__TEXTE EXTRAIT__.
+ + + + +
«La piqûre de rappel du principe de réalité»
Le politologue Philippe Poirier et son interprétation de l'hospitalisation du Premier ministre et des conséquences politiques
Le maintien de l'hospitalisation du Premier ministre Xavier Bettel (DP) constitue un événement aux multiples conséquences, selon le politologue Philippe Poirier. Ce dernier y voit notamment le fait que certains ont oublié que la pandémie pouvait encore avoir «de vrais effets» au Luxembourg.
Philippe Poirier, pour quelques jours encore, le Premier ministre Xavier Bettel sera hospitalisé après avoir contracté le covid-19. Cette situation pourrait-elle mettre à mal la stratégie sanitaire mise en place depuis le début de la pandémie?
Si nous comparons avec d'autres chefs de gouvernement qui ont été infectés, comme
Boris Johnson au Royaume-Uni ou Donald Trump aux EtatsUnis, les enquêtes d'opinion qui avaient été faites avant, pendant et juste après ces hospitalisations montrent que ces dirigeants ont vu leur légitimité renforcée auprès de la population. Il en va de même avec la politique qu'ils incarnent, même si cet épisode peut aussi renforcer les convictions des opposants politiques du Premier ministre Bettel.
Cette infection met surtout au jour le fait que tout un chacun peut être infecté en cas de nonrespect des règles sanitaires, malgré l'injection d'une première dose de vaccin.
Effectivement. Car depuis lundi après-midi, la population est informée de la gravité de l'état de santé du Premier ministre. Ce qui pose la question des variants et de leurs effets. C'est là que le doute peut s'immiscer, qu'une nouvelle préoccupation peut naître. Au fond, ce n'est pas tant le sort du Premier ministre qui inquiète, mais bel et bien le fait que certains vont s'interroger sur les conséquences de cette infection sur les résidents. Au final, cette hospitalisation constitue une piqûre de rappel au principe de réalité inhérent à une pandémie qui peut encore avoir de vrais effets au Luxembourg.
Cet événement peut-il être mis en relation, de ce point de vue, avec le malaise de Paulette Lenert (LSAP), tous deux incarnant la politique de lutte contre la pandémie?
Oui, même si cet épisode a probablement apporté plus d'inquiétude car la ministre de la Santé est responsable de l'exécution au jour le jour de la politique sanitaire. Tandis que là, il s'agit du Premier ministre qui ne possède pas l'étendue d'une chancelière allemande ou d'un Premier ministre belge. Car constitutionnellement, au Luxembourg, c'est le gouvernement qui gouverne. Avec un chef d'équipe à sa tête.
Que signifie, sur le plan politique, le fait que ce soit le ministre des Finances Pierre Gramegna (DP) qui a reçu la délégation de signature du Premier ministre?
+ + + + +
__DONNÉES SOURCES__.
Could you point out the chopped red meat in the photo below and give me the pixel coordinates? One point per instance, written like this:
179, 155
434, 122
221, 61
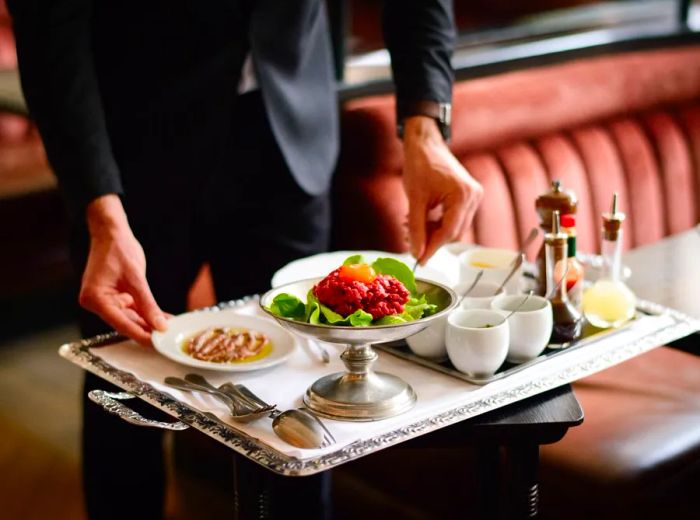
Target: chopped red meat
384, 296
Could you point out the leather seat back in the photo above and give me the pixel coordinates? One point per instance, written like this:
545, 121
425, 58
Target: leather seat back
626, 122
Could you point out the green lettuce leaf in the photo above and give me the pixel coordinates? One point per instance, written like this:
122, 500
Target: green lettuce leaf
418, 308
313, 309
398, 270
288, 306
392, 319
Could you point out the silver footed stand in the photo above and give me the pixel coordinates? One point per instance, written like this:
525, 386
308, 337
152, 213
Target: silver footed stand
360, 394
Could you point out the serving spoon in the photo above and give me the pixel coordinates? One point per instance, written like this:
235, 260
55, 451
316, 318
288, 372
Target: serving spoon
298, 427
517, 308
239, 412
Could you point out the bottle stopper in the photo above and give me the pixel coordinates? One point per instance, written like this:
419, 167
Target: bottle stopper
612, 221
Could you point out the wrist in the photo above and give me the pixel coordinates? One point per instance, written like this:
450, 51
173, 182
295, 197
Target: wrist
421, 131
106, 216
440, 113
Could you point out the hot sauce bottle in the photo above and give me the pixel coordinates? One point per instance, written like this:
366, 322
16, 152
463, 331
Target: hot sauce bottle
568, 321
609, 302
556, 199
574, 278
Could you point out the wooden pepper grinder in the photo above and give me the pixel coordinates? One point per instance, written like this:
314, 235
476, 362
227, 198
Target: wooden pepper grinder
556, 199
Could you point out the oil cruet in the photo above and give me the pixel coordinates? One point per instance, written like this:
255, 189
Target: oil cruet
609, 302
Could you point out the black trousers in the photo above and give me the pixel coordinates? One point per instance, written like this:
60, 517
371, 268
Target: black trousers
239, 209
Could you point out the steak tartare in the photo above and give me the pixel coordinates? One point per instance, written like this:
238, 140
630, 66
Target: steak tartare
357, 286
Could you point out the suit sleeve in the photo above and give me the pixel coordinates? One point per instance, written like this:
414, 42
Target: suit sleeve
56, 66
420, 36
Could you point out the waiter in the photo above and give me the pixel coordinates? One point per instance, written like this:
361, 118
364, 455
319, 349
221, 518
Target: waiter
192, 131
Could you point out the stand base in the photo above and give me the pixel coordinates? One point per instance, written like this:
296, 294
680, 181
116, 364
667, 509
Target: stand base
350, 397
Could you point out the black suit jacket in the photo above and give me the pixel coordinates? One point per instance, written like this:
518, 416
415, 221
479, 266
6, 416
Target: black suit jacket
111, 83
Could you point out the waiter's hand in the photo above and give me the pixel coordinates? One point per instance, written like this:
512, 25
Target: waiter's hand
442, 196
114, 282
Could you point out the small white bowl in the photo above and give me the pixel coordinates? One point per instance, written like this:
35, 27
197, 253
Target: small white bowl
477, 341
496, 264
530, 327
430, 342
481, 296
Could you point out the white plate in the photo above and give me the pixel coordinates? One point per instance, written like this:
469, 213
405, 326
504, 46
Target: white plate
169, 343
320, 265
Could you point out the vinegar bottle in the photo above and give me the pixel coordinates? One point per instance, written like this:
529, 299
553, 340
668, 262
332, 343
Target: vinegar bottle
609, 302
556, 199
574, 280
568, 321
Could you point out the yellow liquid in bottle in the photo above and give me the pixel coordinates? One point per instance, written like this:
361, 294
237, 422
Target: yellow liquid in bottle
608, 303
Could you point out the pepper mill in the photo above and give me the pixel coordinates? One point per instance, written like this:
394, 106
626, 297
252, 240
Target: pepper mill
556, 199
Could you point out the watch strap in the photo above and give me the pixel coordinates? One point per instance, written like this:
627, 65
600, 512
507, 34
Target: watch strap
440, 112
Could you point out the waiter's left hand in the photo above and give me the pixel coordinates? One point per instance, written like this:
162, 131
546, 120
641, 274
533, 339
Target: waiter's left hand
442, 196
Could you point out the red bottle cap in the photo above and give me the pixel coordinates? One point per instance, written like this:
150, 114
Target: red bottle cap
568, 220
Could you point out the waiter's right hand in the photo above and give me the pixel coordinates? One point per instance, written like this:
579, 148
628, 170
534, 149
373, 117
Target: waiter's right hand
114, 283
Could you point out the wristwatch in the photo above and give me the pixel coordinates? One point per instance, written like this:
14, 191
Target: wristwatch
440, 112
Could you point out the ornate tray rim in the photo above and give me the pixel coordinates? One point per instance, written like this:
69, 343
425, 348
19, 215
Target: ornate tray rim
79, 353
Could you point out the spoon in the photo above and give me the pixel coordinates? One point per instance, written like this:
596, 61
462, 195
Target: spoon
201, 381
517, 308
530, 237
297, 427
518, 262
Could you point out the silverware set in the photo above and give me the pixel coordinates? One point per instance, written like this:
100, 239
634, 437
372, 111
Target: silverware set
298, 427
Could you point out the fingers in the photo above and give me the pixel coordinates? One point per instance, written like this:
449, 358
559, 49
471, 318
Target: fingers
449, 228
416, 226
146, 305
110, 308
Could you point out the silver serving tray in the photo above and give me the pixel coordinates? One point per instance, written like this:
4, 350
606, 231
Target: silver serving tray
85, 354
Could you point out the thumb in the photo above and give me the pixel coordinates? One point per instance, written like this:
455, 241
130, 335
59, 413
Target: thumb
416, 226
146, 304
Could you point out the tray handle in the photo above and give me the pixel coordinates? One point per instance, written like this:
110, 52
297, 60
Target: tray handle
110, 402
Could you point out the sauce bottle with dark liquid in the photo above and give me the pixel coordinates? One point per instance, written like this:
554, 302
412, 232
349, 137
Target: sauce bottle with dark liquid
556, 199
568, 321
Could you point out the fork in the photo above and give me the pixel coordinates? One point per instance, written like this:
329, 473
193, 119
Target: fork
327, 437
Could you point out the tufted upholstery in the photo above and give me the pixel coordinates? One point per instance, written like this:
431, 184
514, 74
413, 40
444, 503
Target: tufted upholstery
627, 122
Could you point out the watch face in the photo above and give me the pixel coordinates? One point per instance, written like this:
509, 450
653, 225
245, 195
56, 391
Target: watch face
440, 112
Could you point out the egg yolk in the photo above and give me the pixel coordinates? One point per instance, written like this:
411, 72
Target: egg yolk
358, 272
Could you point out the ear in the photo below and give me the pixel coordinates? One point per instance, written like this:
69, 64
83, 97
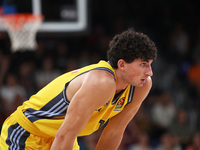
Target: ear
121, 64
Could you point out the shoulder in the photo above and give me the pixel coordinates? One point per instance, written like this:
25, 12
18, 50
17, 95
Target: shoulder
+ + + + +
__CONSIGNE__. Résumez plus brièvement le paragraphe du texte extrait qui commence par « Effectivement. Car depuis lundi après-midi », sans perdre ses faits essentiels.

__CORRIGÉ__. Depuis lundi après-midi, la population sait que l'état de santé du Premier ministre est grave. Cela soulève la question des variants et de leurs effets, et peut faire naître le doute et une nouvelle préoccupation. Ce n'est pas tant le sort du Premier ministre qui inquiète que les conséquences de cette infection sur les résidents. Cette hospitalisation rappelle ainsi le principe de réalité d'une pandémie qui peut encore avoir de vrais effets au Luxembourg.